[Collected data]
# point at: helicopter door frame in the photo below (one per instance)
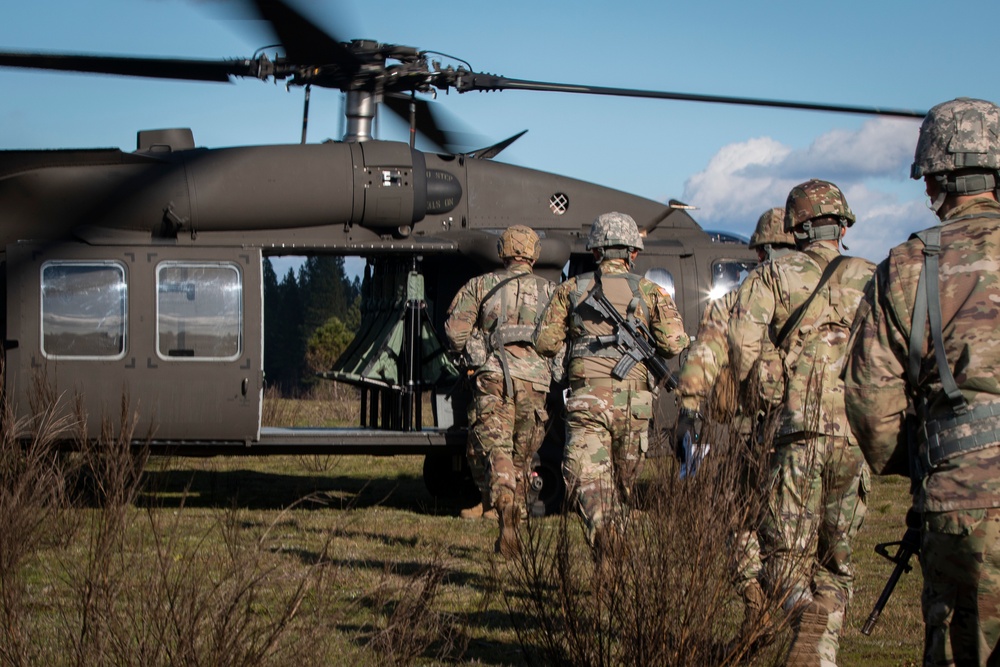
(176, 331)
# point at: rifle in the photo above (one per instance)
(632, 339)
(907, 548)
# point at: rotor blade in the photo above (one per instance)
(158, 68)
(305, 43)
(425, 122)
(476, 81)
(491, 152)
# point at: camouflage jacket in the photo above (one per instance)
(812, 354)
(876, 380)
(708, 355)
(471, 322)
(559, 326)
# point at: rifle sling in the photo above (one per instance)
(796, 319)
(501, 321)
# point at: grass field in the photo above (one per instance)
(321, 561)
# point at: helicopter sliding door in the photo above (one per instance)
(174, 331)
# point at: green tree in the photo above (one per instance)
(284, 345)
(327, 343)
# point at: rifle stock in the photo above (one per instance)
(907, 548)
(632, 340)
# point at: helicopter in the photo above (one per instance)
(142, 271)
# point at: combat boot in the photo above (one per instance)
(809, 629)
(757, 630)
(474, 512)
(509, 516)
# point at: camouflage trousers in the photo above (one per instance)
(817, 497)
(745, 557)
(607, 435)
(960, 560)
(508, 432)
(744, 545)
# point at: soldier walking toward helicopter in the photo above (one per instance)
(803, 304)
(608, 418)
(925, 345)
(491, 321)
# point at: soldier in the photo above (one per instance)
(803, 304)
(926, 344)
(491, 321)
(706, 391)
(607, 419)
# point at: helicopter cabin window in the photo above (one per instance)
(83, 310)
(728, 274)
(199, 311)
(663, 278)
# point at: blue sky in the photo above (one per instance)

---

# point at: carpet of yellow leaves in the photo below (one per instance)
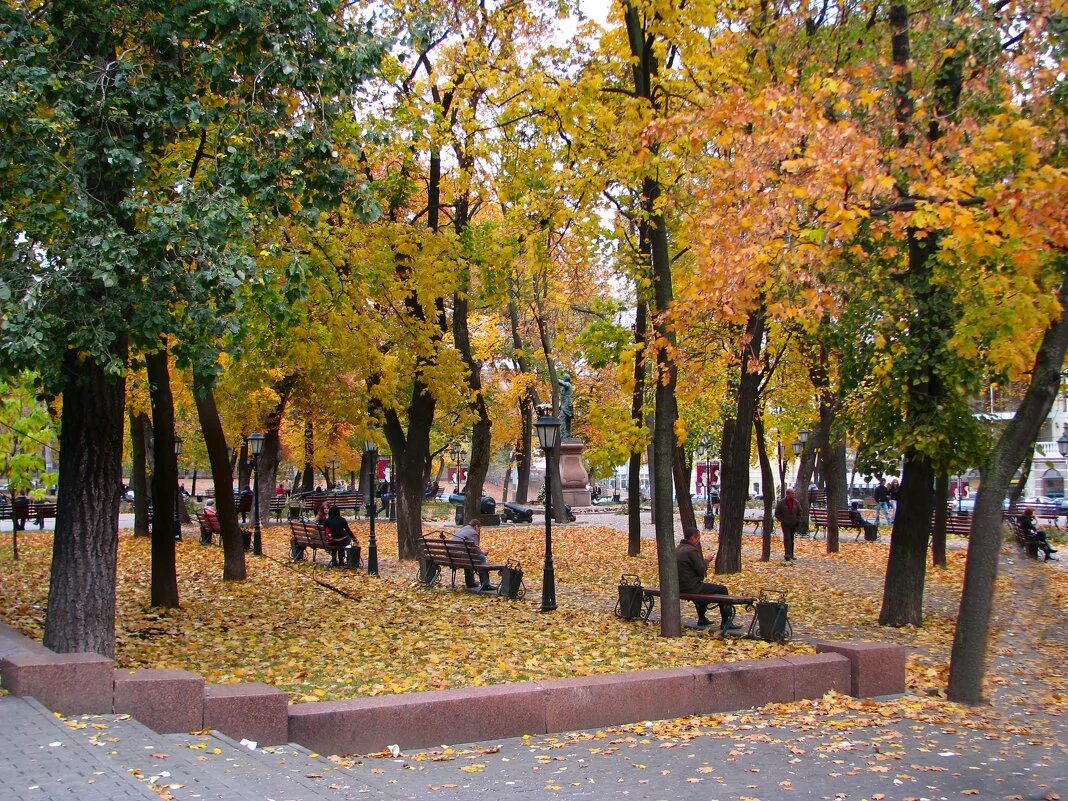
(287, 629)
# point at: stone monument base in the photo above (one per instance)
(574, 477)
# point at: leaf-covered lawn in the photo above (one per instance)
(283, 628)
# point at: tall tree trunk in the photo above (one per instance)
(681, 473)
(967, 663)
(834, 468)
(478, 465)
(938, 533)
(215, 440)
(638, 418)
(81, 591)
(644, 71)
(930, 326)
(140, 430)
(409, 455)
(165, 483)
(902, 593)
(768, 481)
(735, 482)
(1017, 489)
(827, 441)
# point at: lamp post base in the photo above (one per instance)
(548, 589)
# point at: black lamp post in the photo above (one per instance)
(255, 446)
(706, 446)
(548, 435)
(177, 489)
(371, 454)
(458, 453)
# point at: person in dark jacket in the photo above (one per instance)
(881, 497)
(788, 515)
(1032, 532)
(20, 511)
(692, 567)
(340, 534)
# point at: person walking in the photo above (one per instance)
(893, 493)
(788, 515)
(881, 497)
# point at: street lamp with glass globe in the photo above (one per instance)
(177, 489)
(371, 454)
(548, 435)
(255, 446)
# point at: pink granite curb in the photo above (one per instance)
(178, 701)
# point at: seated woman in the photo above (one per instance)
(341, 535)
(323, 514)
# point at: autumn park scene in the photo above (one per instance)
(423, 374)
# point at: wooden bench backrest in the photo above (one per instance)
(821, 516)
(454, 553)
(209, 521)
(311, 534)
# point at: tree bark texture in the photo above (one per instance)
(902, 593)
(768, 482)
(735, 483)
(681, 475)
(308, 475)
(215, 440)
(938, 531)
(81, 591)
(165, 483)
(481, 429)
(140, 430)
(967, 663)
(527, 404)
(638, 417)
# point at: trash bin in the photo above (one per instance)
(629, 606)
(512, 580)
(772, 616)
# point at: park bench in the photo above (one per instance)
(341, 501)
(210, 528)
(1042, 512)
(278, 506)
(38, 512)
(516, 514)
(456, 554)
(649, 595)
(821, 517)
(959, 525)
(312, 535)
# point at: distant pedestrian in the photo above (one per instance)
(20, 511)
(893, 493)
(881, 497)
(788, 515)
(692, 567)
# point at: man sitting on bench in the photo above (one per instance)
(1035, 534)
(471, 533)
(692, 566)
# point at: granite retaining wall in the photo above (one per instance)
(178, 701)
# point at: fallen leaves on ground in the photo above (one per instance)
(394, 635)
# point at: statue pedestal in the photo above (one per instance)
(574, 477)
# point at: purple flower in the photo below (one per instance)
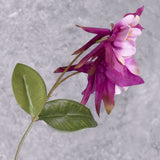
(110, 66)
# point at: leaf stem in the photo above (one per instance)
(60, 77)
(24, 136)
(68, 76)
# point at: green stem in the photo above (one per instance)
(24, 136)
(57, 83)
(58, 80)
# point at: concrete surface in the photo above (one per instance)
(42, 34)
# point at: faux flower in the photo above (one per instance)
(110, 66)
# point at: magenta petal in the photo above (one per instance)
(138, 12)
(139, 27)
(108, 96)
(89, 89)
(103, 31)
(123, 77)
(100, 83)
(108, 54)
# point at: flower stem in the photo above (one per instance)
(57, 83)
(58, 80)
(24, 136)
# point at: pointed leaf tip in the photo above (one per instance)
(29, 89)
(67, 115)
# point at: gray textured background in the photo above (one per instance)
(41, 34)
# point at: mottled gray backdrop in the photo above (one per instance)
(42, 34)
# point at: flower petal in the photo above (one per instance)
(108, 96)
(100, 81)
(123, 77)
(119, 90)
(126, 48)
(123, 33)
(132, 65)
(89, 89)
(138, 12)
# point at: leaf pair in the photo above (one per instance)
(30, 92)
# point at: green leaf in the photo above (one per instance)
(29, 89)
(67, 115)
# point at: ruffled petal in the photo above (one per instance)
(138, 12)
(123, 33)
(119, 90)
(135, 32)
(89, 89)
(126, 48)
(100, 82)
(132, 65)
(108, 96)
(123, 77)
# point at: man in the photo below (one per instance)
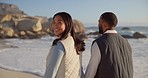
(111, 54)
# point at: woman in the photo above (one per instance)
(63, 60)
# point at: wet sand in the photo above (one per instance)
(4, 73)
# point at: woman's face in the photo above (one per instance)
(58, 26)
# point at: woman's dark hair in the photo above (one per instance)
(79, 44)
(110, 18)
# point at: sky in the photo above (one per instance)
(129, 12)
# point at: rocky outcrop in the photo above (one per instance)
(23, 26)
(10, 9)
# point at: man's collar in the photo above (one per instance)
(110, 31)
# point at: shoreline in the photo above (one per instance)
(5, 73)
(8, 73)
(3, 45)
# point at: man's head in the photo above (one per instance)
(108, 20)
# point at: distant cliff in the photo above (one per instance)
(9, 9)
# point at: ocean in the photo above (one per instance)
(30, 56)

Required work:
Going back over the entries above, copy word for word every line from the one that has "# point at: helicopter cabin" on through the one that has "# point at: blue".

Solution for this exercise:
# point at: helicopter cabin window in the photo above (one per instance)
(83, 310)
(728, 274)
(199, 311)
(663, 278)
# point at: blue sky in the photo above (one per instance)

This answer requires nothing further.